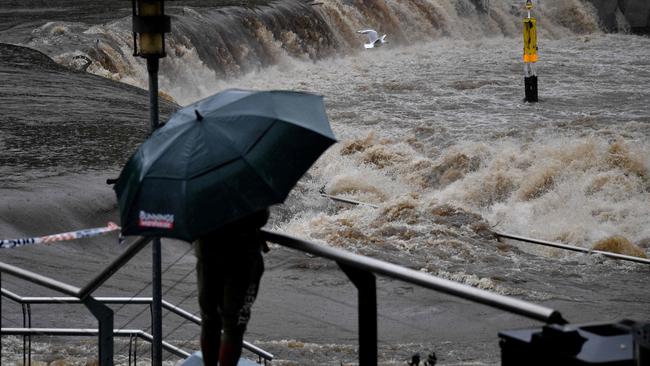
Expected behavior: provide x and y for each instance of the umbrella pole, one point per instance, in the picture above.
(156, 275)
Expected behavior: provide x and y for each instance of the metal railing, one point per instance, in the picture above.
(52, 300)
(96, 306)
(361, 271)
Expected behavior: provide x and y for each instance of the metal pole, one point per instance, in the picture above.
(510, 304)
(367, 289)
(1, 318)
(104, 316)
(156, 276)
(572, 247)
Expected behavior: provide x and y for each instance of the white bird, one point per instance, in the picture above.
(373, 38)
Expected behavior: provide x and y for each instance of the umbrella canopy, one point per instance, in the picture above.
(220, 159)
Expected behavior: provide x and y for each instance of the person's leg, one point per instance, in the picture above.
(210, 293)
(240, 291)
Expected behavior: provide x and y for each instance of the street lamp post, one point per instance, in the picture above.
(149, 27)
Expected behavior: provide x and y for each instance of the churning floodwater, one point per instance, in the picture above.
(433, 130)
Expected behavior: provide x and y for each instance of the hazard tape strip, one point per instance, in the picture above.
(86, 233)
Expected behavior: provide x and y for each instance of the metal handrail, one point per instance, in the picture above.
(377, 266)
(126, 300)
(92, 332)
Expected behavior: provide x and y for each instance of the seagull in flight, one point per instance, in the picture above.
(373, 38)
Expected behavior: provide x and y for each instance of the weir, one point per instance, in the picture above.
(210, 44)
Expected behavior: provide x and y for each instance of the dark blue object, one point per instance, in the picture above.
(609, 344)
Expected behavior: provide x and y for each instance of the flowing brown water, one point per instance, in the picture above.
(432, 130)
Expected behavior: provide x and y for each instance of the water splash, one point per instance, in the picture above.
(207, 45)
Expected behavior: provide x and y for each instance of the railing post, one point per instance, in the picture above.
(156, 304)
(104, 316)
(0, 319)
(365, 283)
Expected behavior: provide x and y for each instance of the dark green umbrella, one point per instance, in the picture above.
(219, 159)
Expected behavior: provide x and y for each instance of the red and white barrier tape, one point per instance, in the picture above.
(71, 235)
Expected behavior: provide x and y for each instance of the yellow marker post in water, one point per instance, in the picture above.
(530, 55)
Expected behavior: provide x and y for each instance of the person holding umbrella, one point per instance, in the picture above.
(229, 267)
(209, 175)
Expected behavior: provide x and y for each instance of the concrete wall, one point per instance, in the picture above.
(636, 12)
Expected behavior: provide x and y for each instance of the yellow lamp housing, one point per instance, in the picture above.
(530, 40)
(149, 27)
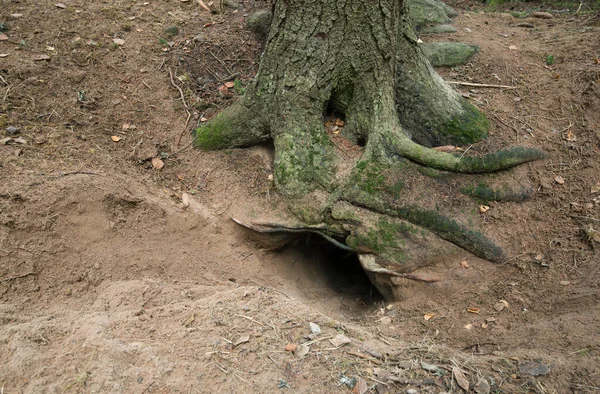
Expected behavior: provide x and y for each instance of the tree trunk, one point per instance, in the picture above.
(359, 58)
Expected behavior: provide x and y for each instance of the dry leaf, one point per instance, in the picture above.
(242, 339)
(41, 57)
(593, 235)
(185, 199)
(301, 351)
(157, 163)
(201, 4)
(187, 322)
(460, 378)
(361, 386)
(482, 387)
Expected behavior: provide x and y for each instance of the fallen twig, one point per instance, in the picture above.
(201, 4)
(480, 85)
(249, 318)
(187, 121)
(364, 356)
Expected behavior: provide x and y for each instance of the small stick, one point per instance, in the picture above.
(481, 85)
(201, 4)
(364, 356)
(249, 318)
(187, 121)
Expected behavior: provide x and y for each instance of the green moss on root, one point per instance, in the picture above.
(469, 127)
(451, 231)
(214, 135)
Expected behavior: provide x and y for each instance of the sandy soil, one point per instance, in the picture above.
(110, 283)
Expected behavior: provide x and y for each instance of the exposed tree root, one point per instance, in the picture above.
(492, 162)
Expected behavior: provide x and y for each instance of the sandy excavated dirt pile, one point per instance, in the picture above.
(109, 283)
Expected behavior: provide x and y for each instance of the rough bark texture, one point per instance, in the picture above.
(360, 58)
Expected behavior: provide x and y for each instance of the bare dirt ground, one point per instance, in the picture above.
(110, 283)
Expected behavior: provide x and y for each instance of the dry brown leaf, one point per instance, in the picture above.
(593, 235)
(185, 199)
(301, 351)
(188, 322)
(241, 340)
(157, 163)
(339, 340)
(429, 316)
(201, 4)
(460, 378)
(41, 57)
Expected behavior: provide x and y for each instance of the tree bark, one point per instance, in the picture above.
(361, 59)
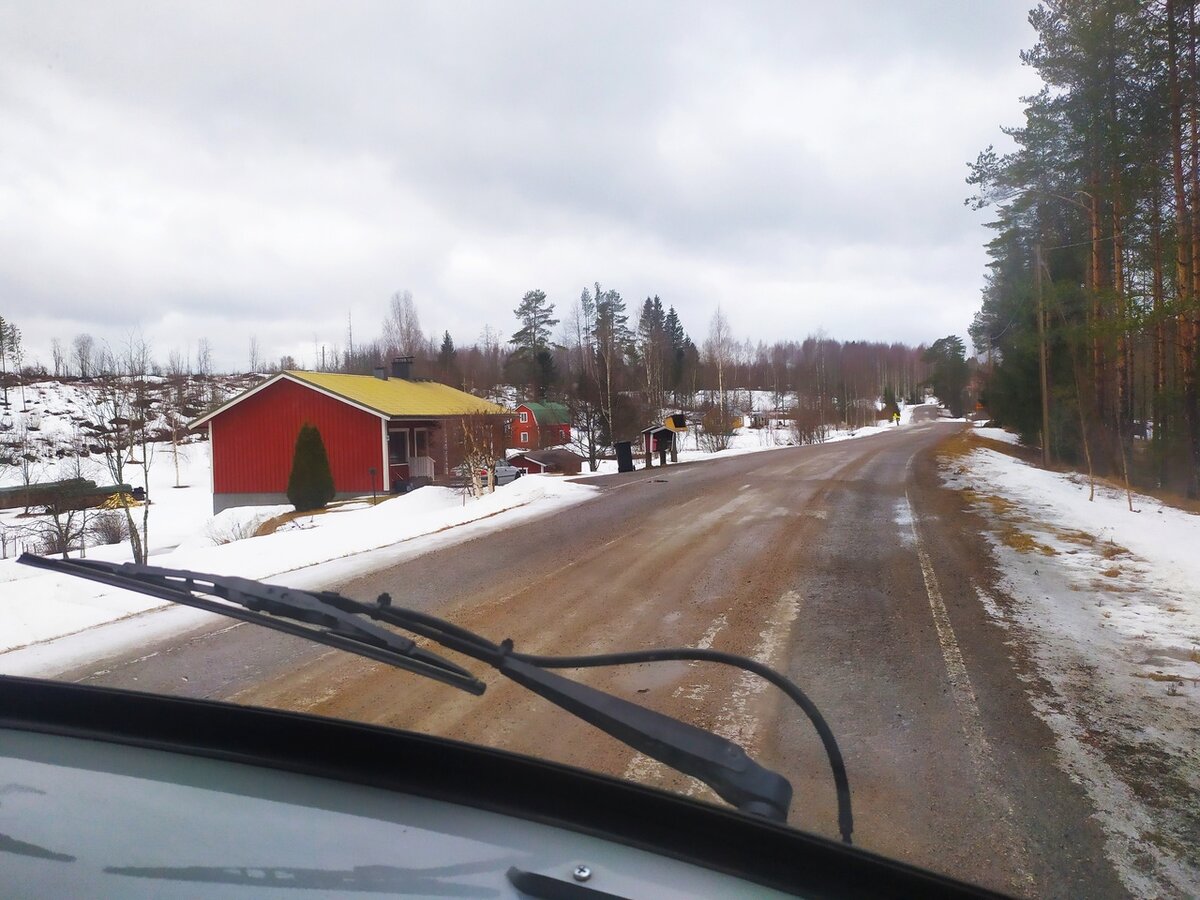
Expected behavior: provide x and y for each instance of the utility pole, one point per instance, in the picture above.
(1042, 357)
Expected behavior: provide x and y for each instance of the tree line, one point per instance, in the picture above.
(1089, 322)
(618, 366)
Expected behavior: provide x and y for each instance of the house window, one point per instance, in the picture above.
(397, 448)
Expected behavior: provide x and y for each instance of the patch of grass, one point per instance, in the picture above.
(1024, 543)
(1163, 677)
(1074, 537)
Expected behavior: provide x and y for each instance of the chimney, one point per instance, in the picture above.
(402, 367)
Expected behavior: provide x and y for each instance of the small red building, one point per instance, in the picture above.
(382, 433)
(540, 425)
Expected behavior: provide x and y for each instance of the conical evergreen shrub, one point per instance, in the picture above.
(311, 483)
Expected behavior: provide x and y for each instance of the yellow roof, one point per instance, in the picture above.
(401, 397)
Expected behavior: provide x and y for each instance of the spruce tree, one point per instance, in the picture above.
(311, 483)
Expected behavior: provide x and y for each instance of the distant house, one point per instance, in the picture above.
(383, 432)
(556, 461)
(540, 425)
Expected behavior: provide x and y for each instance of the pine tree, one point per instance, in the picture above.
(535, 315)
(311, 483)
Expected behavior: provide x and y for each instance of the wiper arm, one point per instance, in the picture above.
(340, 622)
(274, 606)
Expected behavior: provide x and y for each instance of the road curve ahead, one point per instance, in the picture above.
(845, 565)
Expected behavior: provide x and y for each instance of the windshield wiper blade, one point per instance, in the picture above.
(335, 621)
(273, 606)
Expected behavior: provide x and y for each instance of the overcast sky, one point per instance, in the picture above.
(209, 169)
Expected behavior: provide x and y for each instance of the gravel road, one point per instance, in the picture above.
(846, 565)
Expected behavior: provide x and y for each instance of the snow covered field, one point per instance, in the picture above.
(36, 609)
(1104, 603)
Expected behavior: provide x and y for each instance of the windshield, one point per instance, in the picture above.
(600, 330)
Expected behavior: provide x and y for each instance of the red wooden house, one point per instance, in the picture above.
(539, 425)
(382, 433)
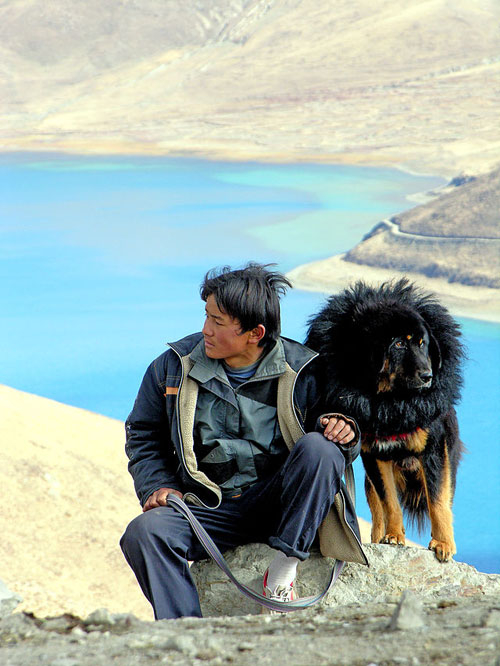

━━━━━━━━━━━━━━━━

→ **Task brief**:
Present every line of the entries above as a Markdown table with the columns No. and Line, numbering each row and skipping blank lines. Omit the pictures from the table.

→ **Worked answer**:
| No. | Line |
|---|---|
| 1 | Expected behavior: provide x and y for each instance of the umbrella pole, one point per instance, in the picture above. |
| 2 | (156, 275) |
| 3 | Expected behavior: provide x and y for each instance of the metal railing, one point per instance, in the picture above. |
| 4 | (52, 300) |
| 5 | (96, 306) |
| 6 | (361, 271) |
| 7 | Expected behavior: provide x and y for each instance of the metal pole, one point per instance, in the picture above. |
| 8 | (510, 304) |
| 9 | (367, 289) |
| 10 | (1, 318) |
| 11 | (104, 316) |
| 12 | (156, 276) |
| 13 | (572, 247) |
| 14 | Expected behavior: provide x and y for each instance of the white bird, one point per instance, in the picture above. |
| 15 | (373, 38) |
| 16 | Expected behavior: provide x and y for each instance of the umbrella canopy, one point per instance, in the picture above. |
| 17 | (220, 159) |
| 18 | Expected behavior: provide x and y for each instance of the person's leg, one point per instance, in the picture above. |
| 19 | (210, 293) |
| 20 | (240, 291) |
| 21 | Expected behavior: provide x and y for each instance of the street lamp post, one point per instance, in the picture above. |
| 22 | (149, 27) |
| 23 | Expected behavior: provide x and y for each instance of the churning floodwater, one point per instance, in the picture above. |
| 24 | (433, 130) |
| 25 | Expected behavior: provide x and y for each instance of the hazard tape strip, one point per instance, in the picture above. |
| 26 | (86, 233) |
| 27 | Expected behavior: provide x and y for each instance of the metal handrail, one point per instance, in the picture above. |
| 28 | (377, 266) |
| 29 | (126, 300) |
| 30 | (92, 332) |
| 31 | Expected behavior: provide x and y for each instance of the seagull in flight, one point per instance, in the picture above. |
| 32 | (373, 38) |
| 33 | Expected behavior: provide x and y for each instance of the weir, one point per instance, in the picture above. |
| 34 | (210, 44) |
| 35 | Expected behavior: provide x and y for each instance of the dark blue object, one point per instance, in the picture above. |
| 36 | (609, 344) |
| 37 | Expected behavior: provide x and y for each instance of the flowing brown water, one point per instance, in the picture above. |
| 38 | (432, 130) |
| 39 | Expected behavior: provide x and y for each instance of the water splash, one point per instance, in the picture above. |
| 40 | (207, 45) |
| 41 | Expected behavior: provide x and y for each instance of the railing post, one point per instance, in the picture above. |
| 42 | (156, 304) |
| 43 | (104, 316) |
| 44 | (0, 319) |
| 45 | (365, 283) |
| 46 | Expected behavior: provide x and y for each instance of the dark green umbrella, one point per instance, in the picture above. |
| 47 | (219, 159) |
| 48 | Expected behavior: provide x and y for each instance of the red and white barrier tape, one point per instance, in the picture above. |
| 49 | (71, 235) |
| 50 | Expected behavior: provide x and y for each instance of the yellow marker post in water, one point per instance, in the picture above. |
| 51 | (530, 55) |
| 52 | Expected behavior: provide x and y for each instance of the person holding umbrella, one point per instance, in the picture above. |
| 53 | (229, 267) |
| 54 | (209, 175) |
| 55 | Expected behavior: provide x and y for each instance of the concrete wall, one point per instance, in the picture above. |
| 56 | (636, 12) |
| 57 | Expected behavior: provide x and y for each instance of the yellow lamp housing, one point per instance, in the picture above. |
| 58 | (530, 40) |
| 59 | (149, 27) |
| 60 | Expected behavior: provide x and y for each instance of the tree trunk, one point per instance, in the picture above. |
| 61 | (359, 58) |
| 62 | Expected behavior: provide x and y for each instance of the dry leaf, one point per instance, in the picture above. |
| 63 | (242, 339) |
| 64 | (41, 57) |
| 65 | (593, 235) |
| 66 | (185, 199) |
| 67 | (301, 351) |
| 68 | (157, 163) |
| 69 | (201, 4) |
| 70 | (187, 322) |
| 71 | (460, 378) |
| 72 | (361, 386) |
| 73 | (482, 387) |
| 74 | Expected behavior: provide x and y for each instance of the fallen twig, one point per instance, in the picture above. |
| 75 | (201, 4) |
| 76 | (480, 85) |
| 77 | (249, 318) |
| 78 | (187, 121) |
| 79 | (364, 356) |
| 80 | Expected behavior: provide x and y for each instance of the small stick, one point per instance, in the picture above. |
| 81 | (481, 85) |
| 82 | (201, 4) |
| 83 | (364, 356) |
| 84 | (249, 318) |
| 85 | (187, 121) |
| 86 | Expected behavior: provide x and y for each instance of the green moss on root, one point per instance, in the picture above. |
| 87 | (469, 127) |
| 88 | (451, 231) |
| 89 | (214, 135) |
| 90 | Expected behavior: provide x and y for each instance of the sandy soil, one point per instance, in the picture above. |
| 91 | (110, 283) |
| 92 | Expected behavior: provide x and y for each instance of the exposed tree root, one point per instance, in the picture above. |
| 93 | (492, 162) |
| 94 | Expected behavior: provide x and y for each instance of the sandy excavated dirt pile, one point per instance, in the picture above. |
| 95 | (109, 283) |
| 96 | Expected behavior: provide x and y for each instance of the rough bark texture, one point per instance, in the picture above. |
| 97 | (360, 58) |
| 98 | Expected behavior: provide x and y for each instance of the bare dirt ground, one point per instance, in the picture above. |
| 99 | (110, 283) |
| 100 | Expected behavior: provide x and y for each instance of the dry brown leaf, one point per instance, in the picture above. |
| 101 | (593, 235) |
| 102 | (185, 199) |
| 103 | (301, 351) |
| 104 | (188, 322) |
| 105 | (241, 340) |
| 106 | (157, 163) |
| 107 | (339, 340) |
| 108 | (429, 316) |
| 109 | (201, 4) |
| 110 | (460, 378) |
| 111 | (41, 57) |
| 112 | Expected behavior: provide x and y for each instance of the tree bark, one point per instance, in the picture above. |
| 113 | (361, 59) |
| 114 | Expected behavior: provide x and y for each instance of the utility pole, one point per instance, in the picture above. |
| 115 | (1042, 357) |
| 116 | Expected behavior: provide x and y for each instance of the tree line, one point per instance, in the picture above. |
| 117 | (1089, 322) |
| 118 | (618, 366) |
| 119 | Expected behavior: provide x and y for each instance of the house window, one point per instance, in the picture above. |
| 120 | (397, 448) |
| 121 | Expected behavior: provide x and y for each instance of the patch of grass, one point per instance, in the picture above. |
| 122 | (1024, 543) |
| 123 | (1163, 677) |
| 124 | (1074, 537) |
| 125 | Expected behavior: provide x and y for each instance of the chimney, one point per instance, in the picture above. |
| 126 | (402, 367) |
| 127 | Expected behavior: provide x and y for each instance of the small red building, one point per instance, in the picture above. |
| 128 | (382, 433) |
| 129 | (540, 425) |
| 130 | Expected behavior: provide x and y for each instance of the conical evergreen shrub, one point per instance, in the picture above. |
| 131 | (311, 483) |
| 132 | Expected behavior: provide x and y for each instance of the yellow roof, one point per instance, in the picture above. |
| 133 | (401, 397) |
| 134 | Expected behavior: provide x and y for each instance of the spruce tree, one point per instance, in the picture above. |
| 135 | (311, 483) |
| 136 | Expected behavior: provide x and y for each instance of the distant house, one point per instance, in the picture above. |
| 137 | (383, 432) |
| 138 | (556, 461) |
| 139 | (540, 425) |
| 140 | Expected behavior: provide x and y for each instance of the pine tree, one point per instance, in the picture above. |
| 141 | (535, 315) |
| 142 | (311, 483) |
| 143 | Expected behavior: provide x and y for each instance of the wiper arm, one point per instance, in the picture above. |
| 144 | (340, 622) |
| 145 | (274, 606) |
| 146 | Expected behavior: provide x and y for each instance of the road curve ahead, one point per instance, in the picture above. |
| 147 | (845, 565) |
| 148 | Expected behavior: provide x and y for each instance of the windshield wiper blade, one point per instance, in the picture above. |
| 149 | (335, 621) |
| 150 | (273, 606) |
| 151 | Expected behavior: provide x and y for each instance of the overcast sky, one point per instance, in the picture above. |
| 152 | (209, 169) |
| 153 | Expected behavior: provide x and y for each instance of the gravel road, one point per instance, in the picture above. |
| 154 | (846, 565) |
| 155 | Expected behavior: provide x and y for each instance of the snow covered field, one point per instance, in the picture above. |
| 156 | (36, 609) |
| 157 | (1104, 603) |
| 158 | Expected behavior: provide x and y for each instance of the windshield, one point per instance, in the picture above. |
| 159 | (600, 330) |
| 160 | Expected behavior: provide x and y for each instance of the red wooden house, one point per instance, in the picture above. |
| 161 | (539, 425) |
| 162 | (382, 433) |